Rewrite the listing below with "rough mask" changed to "coarse mask" wherever it occurs, keeping every other character as it is.

• _DATA SHOWN_
★ ★ ★ ★ ★
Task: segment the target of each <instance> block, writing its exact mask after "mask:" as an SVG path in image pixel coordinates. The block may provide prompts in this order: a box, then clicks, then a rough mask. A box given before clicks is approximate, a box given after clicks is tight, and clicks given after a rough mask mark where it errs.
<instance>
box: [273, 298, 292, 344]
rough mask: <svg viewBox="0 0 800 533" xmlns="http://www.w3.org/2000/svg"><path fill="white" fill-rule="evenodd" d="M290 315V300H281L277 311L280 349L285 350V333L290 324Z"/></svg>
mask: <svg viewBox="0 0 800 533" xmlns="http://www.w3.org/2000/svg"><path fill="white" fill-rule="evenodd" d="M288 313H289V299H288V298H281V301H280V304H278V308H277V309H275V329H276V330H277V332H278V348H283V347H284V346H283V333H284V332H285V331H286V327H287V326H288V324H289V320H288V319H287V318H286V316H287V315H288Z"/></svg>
★ ★ ★ ★ ★
• _RESPONSE_
Task: segment the target of each <instance> block, writing its exact mask after "mask:" as an SVG path in image pixel coordinates. The block may provide prompts in this order: a box, then clicks, then a coarse mask. A box given before clicks is approximate, a box given after clicks is tight, and clicks given after a coarse mask mark where it errs.
<instance>
box: [273, 298, 292, 344]
coarse mask: <svg viewBox="0 0 800 533" xmlns="http://www.w3.org/2000/svg"><path fill="white" fill-rule="evenodd" d="M290 315V300H281L277 311L280 349L285 350V333L290 324Z"/></svg>
mask: <svg viewBox="0 0 800 533" xmlns="http://www.w3.org/2000/svg"><path fill="white" fill-rule="evenodd" d="M288 313H289V299H288V298H281V301H280V304H278V308H277V309H275V329H276V330H277V332H278V348H283V347H284V346H283V333H284V332H285V331H286V327H287V326H288V324H289V320H288V319H287V318H286V316H287V315H288Z"/></svg>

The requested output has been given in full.